### WHAT YOU WILL DO
Which of the rows below contain the word "board", matching its case exactly? Pull out each such row and copy it in full.

━━━━━━━━━━━━━━━━━━━━━━━━━━━━━━

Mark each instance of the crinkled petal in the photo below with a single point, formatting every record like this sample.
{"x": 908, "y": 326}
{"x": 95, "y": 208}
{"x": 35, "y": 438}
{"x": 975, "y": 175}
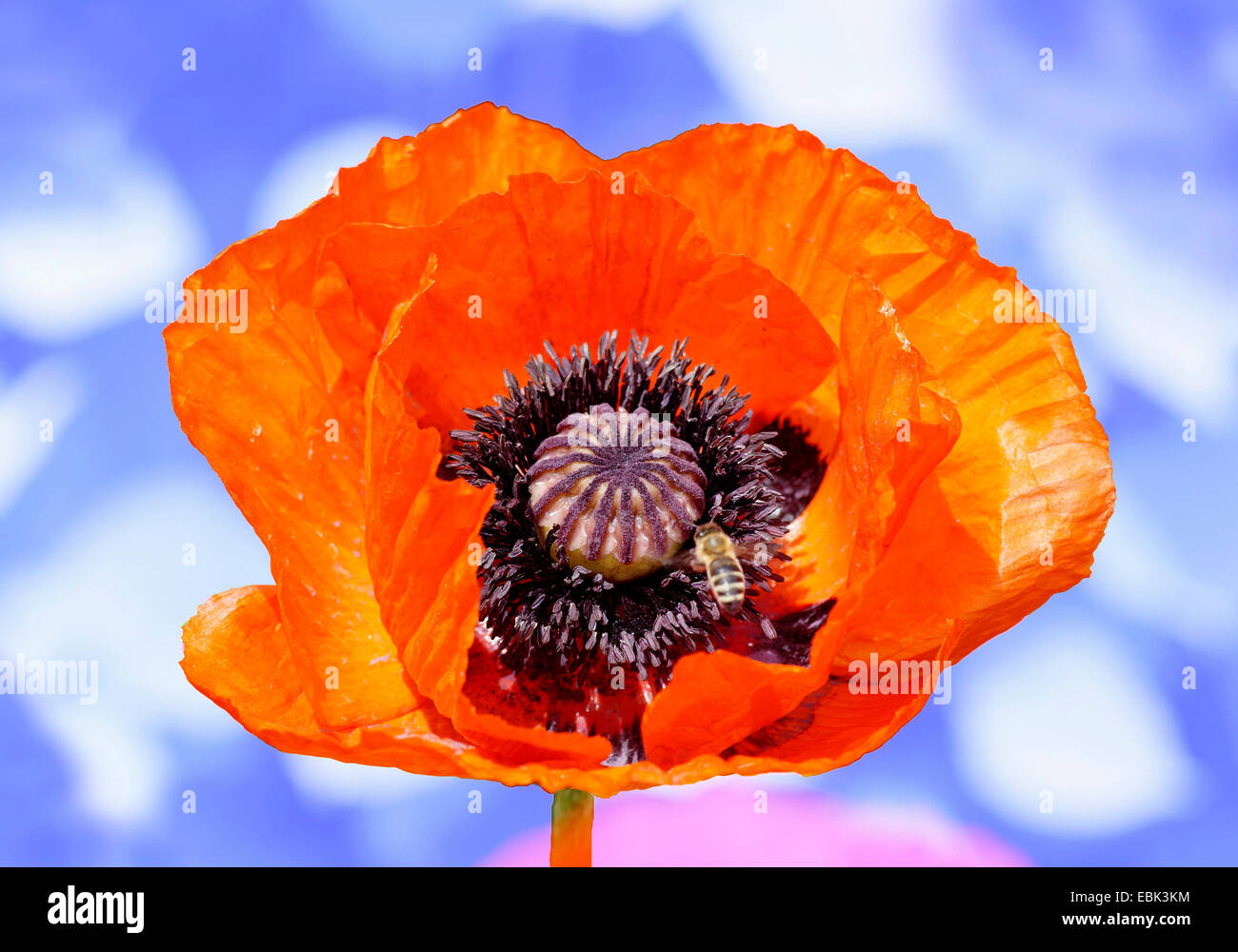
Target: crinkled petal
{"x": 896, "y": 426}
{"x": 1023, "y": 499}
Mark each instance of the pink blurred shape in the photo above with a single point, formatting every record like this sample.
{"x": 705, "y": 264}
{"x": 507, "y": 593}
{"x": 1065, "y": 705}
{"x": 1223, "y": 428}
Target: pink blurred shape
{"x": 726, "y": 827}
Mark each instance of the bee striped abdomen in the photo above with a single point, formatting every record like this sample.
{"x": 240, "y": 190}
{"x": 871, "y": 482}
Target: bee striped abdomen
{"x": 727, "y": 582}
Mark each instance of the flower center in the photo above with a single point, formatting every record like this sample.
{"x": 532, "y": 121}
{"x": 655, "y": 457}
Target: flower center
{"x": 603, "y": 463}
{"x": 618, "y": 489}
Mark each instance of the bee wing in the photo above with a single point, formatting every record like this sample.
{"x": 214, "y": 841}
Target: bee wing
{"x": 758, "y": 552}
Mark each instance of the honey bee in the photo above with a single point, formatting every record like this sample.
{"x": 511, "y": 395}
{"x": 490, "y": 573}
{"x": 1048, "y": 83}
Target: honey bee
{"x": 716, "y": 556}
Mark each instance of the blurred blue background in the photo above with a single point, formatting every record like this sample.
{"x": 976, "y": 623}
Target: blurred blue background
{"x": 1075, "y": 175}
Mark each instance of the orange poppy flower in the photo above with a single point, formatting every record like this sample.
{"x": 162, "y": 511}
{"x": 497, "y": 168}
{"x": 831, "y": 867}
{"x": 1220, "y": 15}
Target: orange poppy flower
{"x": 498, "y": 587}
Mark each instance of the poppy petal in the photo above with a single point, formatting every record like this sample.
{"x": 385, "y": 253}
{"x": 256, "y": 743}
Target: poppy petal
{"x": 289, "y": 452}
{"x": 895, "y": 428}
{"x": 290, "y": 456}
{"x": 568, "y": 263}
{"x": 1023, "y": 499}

━━━━━━━━━━━━━━━━━━━━━━━━━━━━━━

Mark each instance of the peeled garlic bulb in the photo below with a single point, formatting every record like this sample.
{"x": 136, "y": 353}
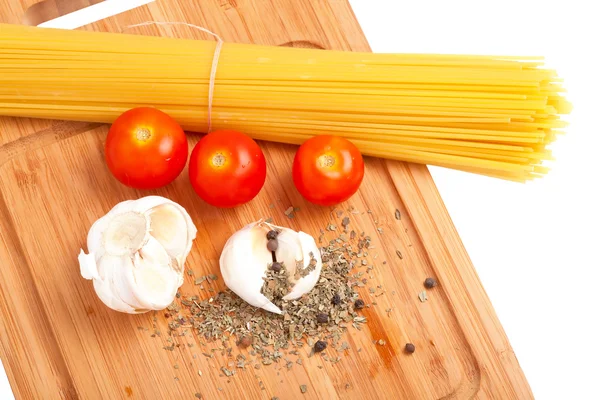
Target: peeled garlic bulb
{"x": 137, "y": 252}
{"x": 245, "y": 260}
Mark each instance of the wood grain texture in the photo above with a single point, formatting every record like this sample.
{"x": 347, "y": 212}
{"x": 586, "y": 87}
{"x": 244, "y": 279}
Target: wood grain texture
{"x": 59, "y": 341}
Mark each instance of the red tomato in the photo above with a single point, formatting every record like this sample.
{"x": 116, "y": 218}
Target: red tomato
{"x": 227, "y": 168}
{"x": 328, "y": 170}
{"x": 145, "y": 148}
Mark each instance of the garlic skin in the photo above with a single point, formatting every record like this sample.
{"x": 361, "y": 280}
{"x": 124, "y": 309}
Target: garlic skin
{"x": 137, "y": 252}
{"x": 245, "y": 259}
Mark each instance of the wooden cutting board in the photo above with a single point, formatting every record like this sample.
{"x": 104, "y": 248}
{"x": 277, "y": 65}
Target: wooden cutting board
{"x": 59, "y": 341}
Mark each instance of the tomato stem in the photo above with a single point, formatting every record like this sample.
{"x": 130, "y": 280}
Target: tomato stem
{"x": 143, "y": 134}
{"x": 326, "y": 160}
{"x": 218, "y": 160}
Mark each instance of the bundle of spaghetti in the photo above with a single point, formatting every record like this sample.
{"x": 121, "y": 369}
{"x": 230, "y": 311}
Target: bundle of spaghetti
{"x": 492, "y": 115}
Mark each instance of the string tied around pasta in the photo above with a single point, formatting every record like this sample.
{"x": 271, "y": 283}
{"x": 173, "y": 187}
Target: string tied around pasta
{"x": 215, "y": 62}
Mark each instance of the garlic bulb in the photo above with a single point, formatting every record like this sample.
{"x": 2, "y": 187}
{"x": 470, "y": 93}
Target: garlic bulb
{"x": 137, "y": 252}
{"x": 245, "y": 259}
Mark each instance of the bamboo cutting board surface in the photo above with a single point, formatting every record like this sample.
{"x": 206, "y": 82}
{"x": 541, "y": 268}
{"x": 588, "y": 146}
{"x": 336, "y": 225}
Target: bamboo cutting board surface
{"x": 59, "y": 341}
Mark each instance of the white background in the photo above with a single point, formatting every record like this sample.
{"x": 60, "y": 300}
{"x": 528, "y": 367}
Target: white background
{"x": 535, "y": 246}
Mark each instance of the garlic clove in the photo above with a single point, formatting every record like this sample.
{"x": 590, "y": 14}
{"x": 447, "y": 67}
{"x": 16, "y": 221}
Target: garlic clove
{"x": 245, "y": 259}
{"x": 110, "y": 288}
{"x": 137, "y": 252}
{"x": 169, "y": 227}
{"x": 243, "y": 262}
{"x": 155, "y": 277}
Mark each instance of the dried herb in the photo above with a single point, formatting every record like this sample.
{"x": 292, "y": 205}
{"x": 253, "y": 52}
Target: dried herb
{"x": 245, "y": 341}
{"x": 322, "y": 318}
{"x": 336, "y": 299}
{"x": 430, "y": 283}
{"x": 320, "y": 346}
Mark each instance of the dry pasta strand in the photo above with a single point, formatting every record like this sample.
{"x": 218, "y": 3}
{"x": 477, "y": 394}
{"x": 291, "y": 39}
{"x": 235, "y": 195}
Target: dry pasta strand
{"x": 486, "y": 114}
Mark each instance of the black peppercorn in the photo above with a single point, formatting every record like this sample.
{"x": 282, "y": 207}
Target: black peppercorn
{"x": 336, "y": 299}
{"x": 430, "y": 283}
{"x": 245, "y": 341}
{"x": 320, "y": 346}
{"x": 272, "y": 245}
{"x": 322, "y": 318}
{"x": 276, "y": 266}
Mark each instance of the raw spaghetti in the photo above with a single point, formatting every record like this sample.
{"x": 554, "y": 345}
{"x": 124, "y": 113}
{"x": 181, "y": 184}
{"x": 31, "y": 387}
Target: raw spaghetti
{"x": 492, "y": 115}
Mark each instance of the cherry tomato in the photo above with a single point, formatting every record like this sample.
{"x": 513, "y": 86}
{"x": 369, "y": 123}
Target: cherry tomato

━━━━━━━━━━━━━━━━━━━━━━━━━━━━━━

### PROBLEM SOLUTION
Mark each instance of the wooden cutting board in the photo above with a single point, formatting every record like this sample.
Target: wooden cutting board
Mark each instance of the bamboo cutting board surface in the photo above with a single point, formatting every record like this sample.
Target: bamboo cutting board surface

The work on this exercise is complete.